◆ **Given problem A**
Determine how many lines of the records below contain the string "camera", treating uppercase and lowercase as distinct, and give only that number.
* begin Page *
The estimations are done under two slightly different specifications, the baseline and the extended specifications. Under the baseline specification I use a parametric linear functional form for M(Xu) similar to that used by Altonji et al. (1997)—a general high-order polynomials of income and wealth variables, interaction terms, and demographic variables. The dependent variable is the gross or net upstream transfer amount, left-censored at a half million KW a year. The explanatory variables are children’s and parent’s household non-asset income, household net worth, age, years of schooling, and the distance in kilometers between the children’s and parent’s residential regions.Footnote 4 The squares and the cubes of those variables are also included. Each of the variables, including the squares and the cubes, is interacted with parental age. The children’s household non-asset income and net worth are also interacted with parental household non-asset income and net worth. The children’s and parent’s years of education are interacted with each other.

Included also are parental type dummy variables (mother only and father only, with both parents excluded), children’s gender dummy variable, children’s marital status dummy variable (married or not), the interaction between the children’s gender and marital status, dummy variable indicating whether both the children and children’s spouses work, children’s and parent’s residential region dummy variables, numbers of children’s and parent’s household members by age group, and numbers of male and female children born to the mother. The number of the children’s household members aged 0–6 is interacted with the dummy variable indicating whether both children and children’s spouses work. The wave dummies are also included.

The extended specification augments the baseline specification by adding a set of dummy variables indicating the difference between children’s and parent’s household non-asset incomes and net worth per capita (=children’s household non-asset income/wealth per capita - parental household non-asset income/wealth per capita).Footnote 5 The differences in non-asset income per capita dummy variables are [observed share in the sample]: (1) less than −7.5 million KW [10.4 %], (2) more than or equal to −7.5 million and less than −2.5 million KW [14.1 %], (3) more than or equal to −2.5 million and less than 2.5 million KW [20.8 %], (4) more than or equal to 2.5 million and less than 7.5 million KW [23.0 %], (5) more than or equal to 7.5 million and less than 12.5 million KW [13.8 %], and (6) more than or equal to 12.5 million KW [17.9 %]. The differences in household net worth per capita dummy variables are [observed share]: (1) less than −300 million KW [10.2 %], (2) more than or equal to −300 million and less than −125 million KW [15.0 %], (3) more than or equal to −125 million and less than −75 million KW [12.0 %], (4) more than or equal to −75 million and less than −25 million KW [18.8 %], (5) more than or equal to −25 million and less than 25 million KW [24.7 %], (6) more than or equal to 25 million and less than 75 million KW [9.6 %], and (7) more than or equal to 75 million KW [9.6 %]. These dummy variables provide us with an informal way to test for existence of altruism, since the amount of the altruistic transfer depends not only on the absolute levels of income and wealth of the donor and the recipient but also the differences in their incomes and wealth.
* end Page *
* begin Data to process *
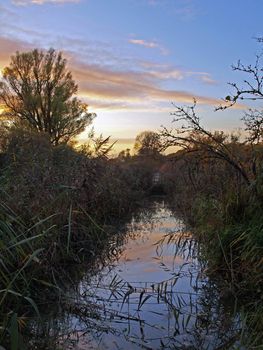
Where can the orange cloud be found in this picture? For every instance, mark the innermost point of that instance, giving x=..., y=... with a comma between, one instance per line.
x=106, y=87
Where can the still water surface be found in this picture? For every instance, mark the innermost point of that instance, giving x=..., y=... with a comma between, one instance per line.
x=154, y=293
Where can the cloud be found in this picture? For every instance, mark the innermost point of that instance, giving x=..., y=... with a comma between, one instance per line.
x=42, y=2
x=149, y=45
x=9, y=47
x=113, y=87
x=104, y=86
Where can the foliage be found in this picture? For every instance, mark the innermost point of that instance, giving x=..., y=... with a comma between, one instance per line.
x=37, y=92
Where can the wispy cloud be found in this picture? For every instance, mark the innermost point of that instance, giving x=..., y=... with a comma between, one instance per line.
x=149, y=45
x=42, y=2
x=113, y=87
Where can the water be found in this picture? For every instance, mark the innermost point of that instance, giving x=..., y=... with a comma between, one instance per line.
x=154, y=294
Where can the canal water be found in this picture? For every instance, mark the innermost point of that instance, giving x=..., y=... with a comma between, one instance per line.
x=153, y=294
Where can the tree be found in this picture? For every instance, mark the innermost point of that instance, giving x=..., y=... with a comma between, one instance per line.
x=192, y=137
x=37, y=92
x=148, y=143
x=251, y=89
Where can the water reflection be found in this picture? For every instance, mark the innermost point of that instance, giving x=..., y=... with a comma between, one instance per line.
x=153, y=294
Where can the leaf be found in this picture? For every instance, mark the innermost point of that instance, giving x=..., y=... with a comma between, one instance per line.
x=14, y=336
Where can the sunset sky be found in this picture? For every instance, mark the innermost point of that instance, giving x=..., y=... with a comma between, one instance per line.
x=133, y=58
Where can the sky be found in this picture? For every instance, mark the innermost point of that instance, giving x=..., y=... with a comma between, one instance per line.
x=134, y=60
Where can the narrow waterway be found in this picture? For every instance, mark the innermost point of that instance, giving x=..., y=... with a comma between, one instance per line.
x=154, y=293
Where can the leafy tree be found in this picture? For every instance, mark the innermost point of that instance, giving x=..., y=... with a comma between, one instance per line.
x=37, y=92
x=148, y=143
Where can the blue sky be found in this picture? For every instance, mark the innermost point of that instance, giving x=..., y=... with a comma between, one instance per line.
x=132, y=58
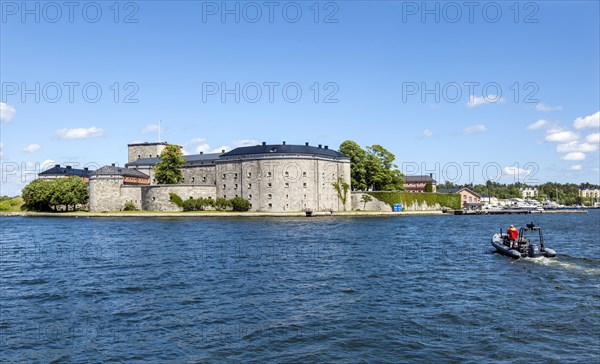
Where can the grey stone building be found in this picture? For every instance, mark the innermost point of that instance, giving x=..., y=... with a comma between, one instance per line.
x=273, y=177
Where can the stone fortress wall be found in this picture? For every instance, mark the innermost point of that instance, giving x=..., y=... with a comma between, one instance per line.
x=277, y=182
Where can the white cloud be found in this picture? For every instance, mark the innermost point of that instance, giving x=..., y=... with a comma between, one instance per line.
x=475, y=101
x=79, y=133
x=479, y=128
x=574, y=156
x=547, y=108
x=538, y=124
x=151, y=128
x=515, y=171
x=558, y=135
x=593, y=138
x=575, y=146
x=7, y=112
x=32, y=148
x=590, y=121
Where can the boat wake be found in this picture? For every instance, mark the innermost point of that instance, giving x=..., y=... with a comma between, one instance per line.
x=554, y=262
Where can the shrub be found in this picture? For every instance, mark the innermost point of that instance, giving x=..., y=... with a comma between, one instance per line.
x=451, y=200
x=222, y=204
x=174, y=198
x=129, y=206
x=240, y=204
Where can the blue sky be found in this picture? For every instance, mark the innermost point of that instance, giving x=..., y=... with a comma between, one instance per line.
x=466, y=92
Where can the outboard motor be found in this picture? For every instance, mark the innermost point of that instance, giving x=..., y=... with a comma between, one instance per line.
x=534, y=250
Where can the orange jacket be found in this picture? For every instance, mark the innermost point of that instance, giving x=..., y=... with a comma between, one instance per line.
x=513, y=233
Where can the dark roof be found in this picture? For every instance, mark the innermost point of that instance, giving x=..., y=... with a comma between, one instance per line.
x=148, y=143
x=119, y=171
x=284, y=149
x=189, y=159
x=417, y=179
x=57, y=170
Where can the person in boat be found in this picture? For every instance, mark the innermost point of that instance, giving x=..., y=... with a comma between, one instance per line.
x=513, y=235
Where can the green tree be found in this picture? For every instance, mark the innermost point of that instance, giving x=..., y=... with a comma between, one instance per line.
x=342, y=189
x=168, y=170
x=37, y=195
x=358, y=158
x=176, y=199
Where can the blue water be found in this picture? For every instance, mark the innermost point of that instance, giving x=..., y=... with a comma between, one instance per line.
x=405, y=289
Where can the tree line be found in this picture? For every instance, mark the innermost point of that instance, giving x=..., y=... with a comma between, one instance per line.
x=49, y=195
x=372, y=169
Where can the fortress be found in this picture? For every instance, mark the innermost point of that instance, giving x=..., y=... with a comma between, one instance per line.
x=274, y=178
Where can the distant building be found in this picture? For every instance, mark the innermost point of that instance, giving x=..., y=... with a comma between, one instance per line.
x=469, y=199
x=491, y=200
x=529, y=192
x=418, y=184
x=590, y=193
x=63, y=172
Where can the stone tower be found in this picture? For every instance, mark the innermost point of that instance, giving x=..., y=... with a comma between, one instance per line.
x=144, y=150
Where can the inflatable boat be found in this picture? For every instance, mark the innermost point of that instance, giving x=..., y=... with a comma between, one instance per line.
x=529, y=244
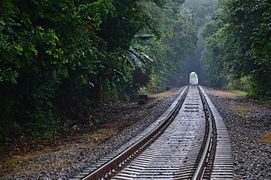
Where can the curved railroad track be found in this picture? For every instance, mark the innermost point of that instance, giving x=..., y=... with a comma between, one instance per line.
x=189, y=141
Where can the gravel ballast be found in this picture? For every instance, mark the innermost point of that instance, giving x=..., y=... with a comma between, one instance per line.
x=84, y=151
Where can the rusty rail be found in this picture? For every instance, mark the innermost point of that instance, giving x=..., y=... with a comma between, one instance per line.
x=209, y=142
x=108, y=169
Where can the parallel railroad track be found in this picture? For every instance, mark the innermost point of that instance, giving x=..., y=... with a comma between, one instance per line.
x=189, y=141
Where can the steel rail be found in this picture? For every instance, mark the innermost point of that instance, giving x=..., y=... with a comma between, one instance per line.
x=210, y=140
x=111, y=167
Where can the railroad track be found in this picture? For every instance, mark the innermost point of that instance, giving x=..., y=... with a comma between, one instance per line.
x=189, y=141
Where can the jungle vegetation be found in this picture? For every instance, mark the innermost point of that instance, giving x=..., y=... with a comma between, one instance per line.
x=59, y=59
x=237, y=50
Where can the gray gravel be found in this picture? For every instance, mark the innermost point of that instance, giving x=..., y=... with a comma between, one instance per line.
x=87, y=160
x=252, y=158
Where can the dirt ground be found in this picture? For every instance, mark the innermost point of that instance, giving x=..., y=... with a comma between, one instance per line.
x=23, y=159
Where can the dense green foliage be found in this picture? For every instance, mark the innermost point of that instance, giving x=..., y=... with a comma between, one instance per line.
x=238, y=46
x=60, y=58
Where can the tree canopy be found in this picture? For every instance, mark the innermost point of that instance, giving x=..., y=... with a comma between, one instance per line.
x=60, y=58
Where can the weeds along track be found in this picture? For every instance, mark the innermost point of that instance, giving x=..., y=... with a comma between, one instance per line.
x=189, y=141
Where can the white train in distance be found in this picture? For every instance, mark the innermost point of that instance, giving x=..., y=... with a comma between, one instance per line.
x=193, y=78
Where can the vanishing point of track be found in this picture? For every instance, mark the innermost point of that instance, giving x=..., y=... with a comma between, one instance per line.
x=189, y=141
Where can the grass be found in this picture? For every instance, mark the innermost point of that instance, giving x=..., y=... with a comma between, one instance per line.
x=241, y=93
x=266, y=101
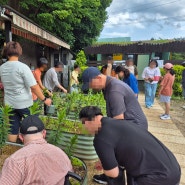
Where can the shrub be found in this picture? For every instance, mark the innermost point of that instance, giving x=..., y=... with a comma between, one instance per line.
x=177, y=89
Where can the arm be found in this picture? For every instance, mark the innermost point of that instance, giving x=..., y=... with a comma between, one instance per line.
x=44, y=88
x=75, y=79
x=35, y=89
x=144, y=75
x=109, y=69
x=134, y=84
x=11, y=173
x=56, y=82
x=135, y=72
x=162, y=85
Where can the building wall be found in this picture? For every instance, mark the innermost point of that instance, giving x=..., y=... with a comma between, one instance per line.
x=29, y=55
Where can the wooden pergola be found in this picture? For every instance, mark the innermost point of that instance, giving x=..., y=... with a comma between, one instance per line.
x=136, y=47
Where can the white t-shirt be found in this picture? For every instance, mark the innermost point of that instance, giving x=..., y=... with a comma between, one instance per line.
x=150, y=73
x=17, y=79
x=51, y=79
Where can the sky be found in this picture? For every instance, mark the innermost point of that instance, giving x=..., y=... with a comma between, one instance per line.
x=145, y=19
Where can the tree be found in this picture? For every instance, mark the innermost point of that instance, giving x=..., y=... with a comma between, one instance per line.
x=78, y=22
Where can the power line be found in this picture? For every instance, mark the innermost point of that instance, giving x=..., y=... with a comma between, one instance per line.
x=144, y=5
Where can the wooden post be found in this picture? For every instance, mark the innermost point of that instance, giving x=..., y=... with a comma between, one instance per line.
x=8, y=32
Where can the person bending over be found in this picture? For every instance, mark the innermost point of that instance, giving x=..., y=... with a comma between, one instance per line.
x=123, y=143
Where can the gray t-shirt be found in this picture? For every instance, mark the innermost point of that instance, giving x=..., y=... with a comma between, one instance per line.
x=17, y=79
x=51, y=79
x=120, y=99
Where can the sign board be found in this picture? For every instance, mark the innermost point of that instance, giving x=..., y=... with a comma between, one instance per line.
x=118, y=56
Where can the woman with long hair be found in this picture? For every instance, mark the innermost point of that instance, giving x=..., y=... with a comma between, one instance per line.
x=166, y=89
x=18, y=82
x=151, y=76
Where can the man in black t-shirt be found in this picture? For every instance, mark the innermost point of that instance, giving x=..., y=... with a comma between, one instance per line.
x=121, y=102
x=123, y=143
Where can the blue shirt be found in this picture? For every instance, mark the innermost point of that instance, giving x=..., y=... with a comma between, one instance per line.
x=132, y=82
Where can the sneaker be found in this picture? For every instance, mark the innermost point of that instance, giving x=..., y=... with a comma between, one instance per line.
x=165, y=117
x=101, y=179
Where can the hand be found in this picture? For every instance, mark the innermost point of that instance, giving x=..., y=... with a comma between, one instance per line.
x=98, y=166
x=64, y=90
x=49, y=93
x=48, y=101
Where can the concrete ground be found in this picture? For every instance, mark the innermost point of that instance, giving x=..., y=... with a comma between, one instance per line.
x=167, y=132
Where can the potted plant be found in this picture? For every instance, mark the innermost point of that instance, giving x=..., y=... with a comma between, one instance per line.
x=68, y=123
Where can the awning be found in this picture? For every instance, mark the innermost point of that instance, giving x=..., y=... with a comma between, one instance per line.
x=27, y=29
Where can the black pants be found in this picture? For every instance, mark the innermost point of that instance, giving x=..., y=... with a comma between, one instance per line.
x=120, y=180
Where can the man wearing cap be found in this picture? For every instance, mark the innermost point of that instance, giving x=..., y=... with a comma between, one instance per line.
x=37, y=162
x=121, y=102
x=123, y=143
x=37, y=73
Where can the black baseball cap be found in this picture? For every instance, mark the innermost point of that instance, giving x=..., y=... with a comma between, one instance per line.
x=88, y=75
x=43, y=60
x=31, y=125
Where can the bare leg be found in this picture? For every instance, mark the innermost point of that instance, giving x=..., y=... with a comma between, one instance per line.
x=12, y=138
x=167, y=108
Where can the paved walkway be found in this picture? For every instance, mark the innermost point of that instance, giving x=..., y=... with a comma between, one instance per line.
x=167, y=132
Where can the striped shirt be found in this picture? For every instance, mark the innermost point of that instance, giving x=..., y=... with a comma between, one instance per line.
x=37, y=163
x=120, y=99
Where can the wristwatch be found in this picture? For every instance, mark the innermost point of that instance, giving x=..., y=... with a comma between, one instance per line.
x=44, y=99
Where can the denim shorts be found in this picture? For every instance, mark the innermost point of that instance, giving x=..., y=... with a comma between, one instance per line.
x=16, y=118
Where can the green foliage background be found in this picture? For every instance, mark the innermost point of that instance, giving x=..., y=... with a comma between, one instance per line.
x=177, y=89
x=78, y=22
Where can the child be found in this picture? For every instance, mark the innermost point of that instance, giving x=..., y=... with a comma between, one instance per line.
x=166, y=90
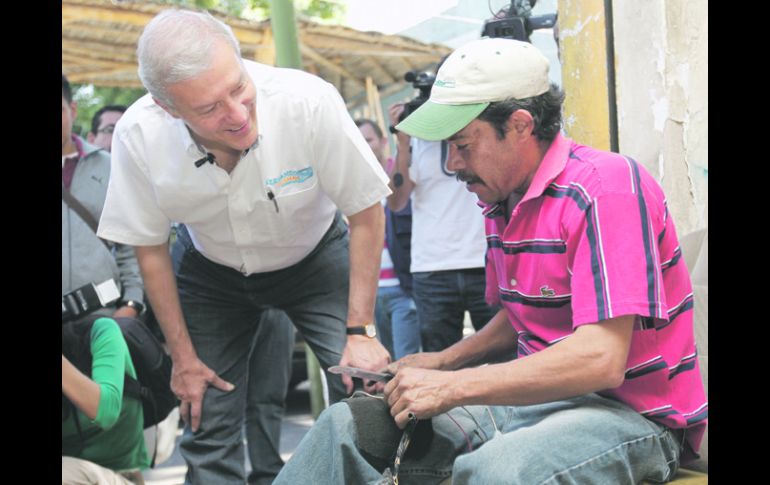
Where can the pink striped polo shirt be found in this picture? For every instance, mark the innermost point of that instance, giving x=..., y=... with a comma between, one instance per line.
x=592, y=239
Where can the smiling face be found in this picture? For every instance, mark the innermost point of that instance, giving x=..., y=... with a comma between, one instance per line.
x=103, y=137
x=493, y=168
x=219, y=104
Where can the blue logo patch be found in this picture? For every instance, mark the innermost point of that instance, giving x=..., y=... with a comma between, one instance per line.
x=291, y=177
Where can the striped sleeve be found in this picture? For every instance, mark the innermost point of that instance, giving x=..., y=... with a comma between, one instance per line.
x=616, y=268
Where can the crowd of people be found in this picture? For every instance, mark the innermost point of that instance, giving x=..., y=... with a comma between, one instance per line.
x=288, y=214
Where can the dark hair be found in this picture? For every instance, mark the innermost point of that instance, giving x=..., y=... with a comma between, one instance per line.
x=97, y=118
x=66, y=90
x=544, y=108
x=366, y=121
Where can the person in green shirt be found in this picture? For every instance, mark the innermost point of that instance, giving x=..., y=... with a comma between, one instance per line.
x=101, y=428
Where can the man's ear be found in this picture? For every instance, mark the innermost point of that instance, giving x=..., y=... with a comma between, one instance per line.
x=168, y=109
x=522, y=122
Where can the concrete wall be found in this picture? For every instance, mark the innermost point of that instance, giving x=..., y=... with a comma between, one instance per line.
x=661, y=67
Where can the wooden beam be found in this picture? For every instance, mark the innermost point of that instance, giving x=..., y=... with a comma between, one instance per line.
x=318, y=59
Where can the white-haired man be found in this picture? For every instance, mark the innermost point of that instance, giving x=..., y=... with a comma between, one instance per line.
x=583, y=257
x=256, y=162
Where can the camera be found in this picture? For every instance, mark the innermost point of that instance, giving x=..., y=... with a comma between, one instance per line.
x=422, y=81
x=516, y=22
x=88, y=298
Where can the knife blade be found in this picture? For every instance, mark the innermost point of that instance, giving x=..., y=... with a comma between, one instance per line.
x=361, y=373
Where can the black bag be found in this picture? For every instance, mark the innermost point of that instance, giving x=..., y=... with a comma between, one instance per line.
x=152, y=385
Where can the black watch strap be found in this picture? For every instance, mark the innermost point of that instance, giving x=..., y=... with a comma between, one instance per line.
x=368, y=330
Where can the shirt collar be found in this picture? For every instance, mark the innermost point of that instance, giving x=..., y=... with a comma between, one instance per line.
x=553, y=163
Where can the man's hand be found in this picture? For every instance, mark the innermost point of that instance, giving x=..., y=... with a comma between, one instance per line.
x=189, y=382
x=366, y=353
x=423, y=393
x=125, y=312
x=422, y=360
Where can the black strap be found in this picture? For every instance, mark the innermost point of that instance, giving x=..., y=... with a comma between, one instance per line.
x=84, y=214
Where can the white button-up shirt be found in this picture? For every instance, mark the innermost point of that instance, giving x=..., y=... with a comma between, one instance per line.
x=310, y=159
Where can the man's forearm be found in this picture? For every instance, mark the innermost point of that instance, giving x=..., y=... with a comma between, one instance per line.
x=400, y=183
x=367, y=234
x=130, y=277
x=160, y=284
x=590, y=360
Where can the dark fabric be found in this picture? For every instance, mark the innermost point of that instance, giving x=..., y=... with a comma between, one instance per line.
x=377, y=436
x=68, y=170
x=398, y=234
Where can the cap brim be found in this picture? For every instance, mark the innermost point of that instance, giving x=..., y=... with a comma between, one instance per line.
x=434, y=122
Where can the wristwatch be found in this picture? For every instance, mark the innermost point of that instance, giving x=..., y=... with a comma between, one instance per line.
x=138, y=306
x=367, y=329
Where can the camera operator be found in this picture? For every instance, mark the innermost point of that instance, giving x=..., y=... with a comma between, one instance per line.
x=448, y=242
x=85, y=258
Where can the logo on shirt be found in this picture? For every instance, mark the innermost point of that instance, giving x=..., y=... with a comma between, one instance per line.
x=290, y=177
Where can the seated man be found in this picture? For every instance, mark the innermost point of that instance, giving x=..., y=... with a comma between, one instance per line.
x=585, y=261
x=102, y=439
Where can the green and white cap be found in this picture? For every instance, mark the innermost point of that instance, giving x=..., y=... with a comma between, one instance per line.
x=474, y=75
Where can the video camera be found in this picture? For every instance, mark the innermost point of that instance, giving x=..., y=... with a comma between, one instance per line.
x=422, y=81
x=516, y=22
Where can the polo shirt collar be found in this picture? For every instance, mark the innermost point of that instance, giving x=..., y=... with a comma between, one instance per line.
x=554, y=162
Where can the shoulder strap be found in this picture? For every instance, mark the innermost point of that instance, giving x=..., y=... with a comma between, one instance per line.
x=84, y=214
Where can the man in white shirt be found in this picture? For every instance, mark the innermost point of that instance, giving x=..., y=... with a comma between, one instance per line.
x=256, y=162
x=448, y=241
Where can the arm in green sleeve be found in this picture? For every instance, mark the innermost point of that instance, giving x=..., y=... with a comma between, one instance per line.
x=110, y=354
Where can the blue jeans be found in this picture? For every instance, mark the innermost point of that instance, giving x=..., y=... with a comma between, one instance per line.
x=397, y=324
x=223, y=311
x=442, y=297
x=588, y=439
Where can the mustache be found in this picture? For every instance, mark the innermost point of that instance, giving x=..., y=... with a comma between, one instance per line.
x=468, y=178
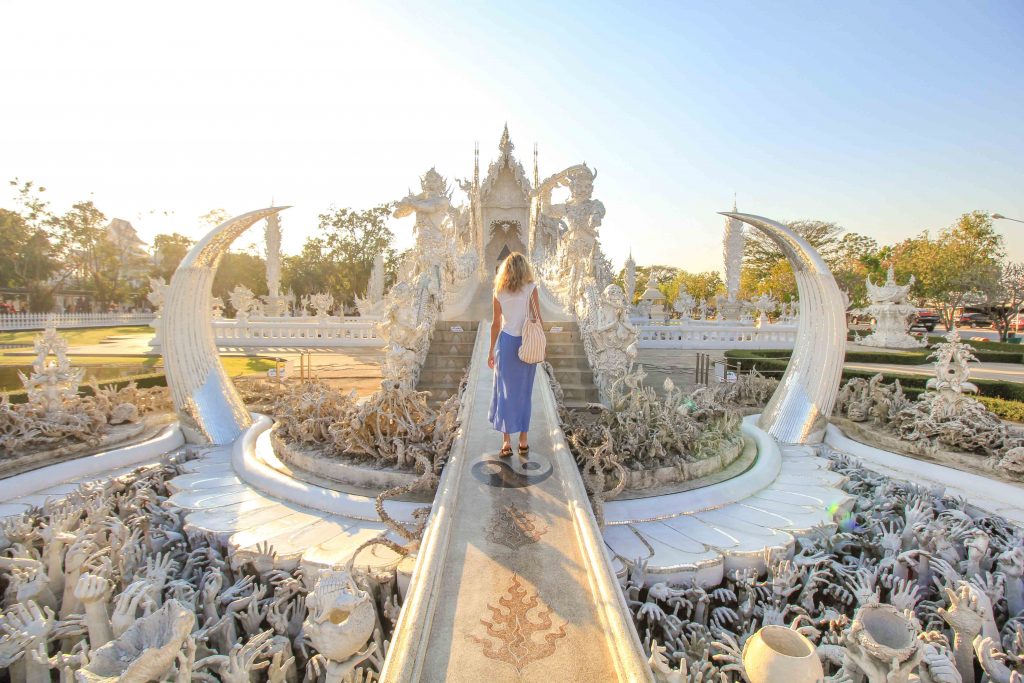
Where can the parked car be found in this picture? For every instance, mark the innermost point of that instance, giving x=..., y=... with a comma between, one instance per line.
x=927, y=318
x=975, y=321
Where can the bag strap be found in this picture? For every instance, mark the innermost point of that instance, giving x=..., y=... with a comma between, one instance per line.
x=529, y=306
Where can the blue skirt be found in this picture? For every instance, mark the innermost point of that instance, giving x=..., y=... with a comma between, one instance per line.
x=510, y=399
* end Data to process *
◆ **Given problem B**
From the passage on the estimation specifications above, copy verbatim the portion starting at "Included also are" and ending at "dummies are also included.".

◆ **Exercise solution A**
3

◆ **Exercise solution B**
Included also are parental type dummy variables (mother only and father only, with both parents excluded), children’s gender dummy variable, children’s marital status dummy variable (married or not), the interaction between the children’s gender and marital status, dummy variable indicating whether both the children and children’s spouses work, children’s and parent’s residential region dummy variables, numbers of children’s and parent’s household members by age group, and numbers of male and female children born to the mother. The number of the children’s household members aged 0–6 is interacted with the dummy variable indicating whether both children and children’s spouses work. The wave dummies are also included.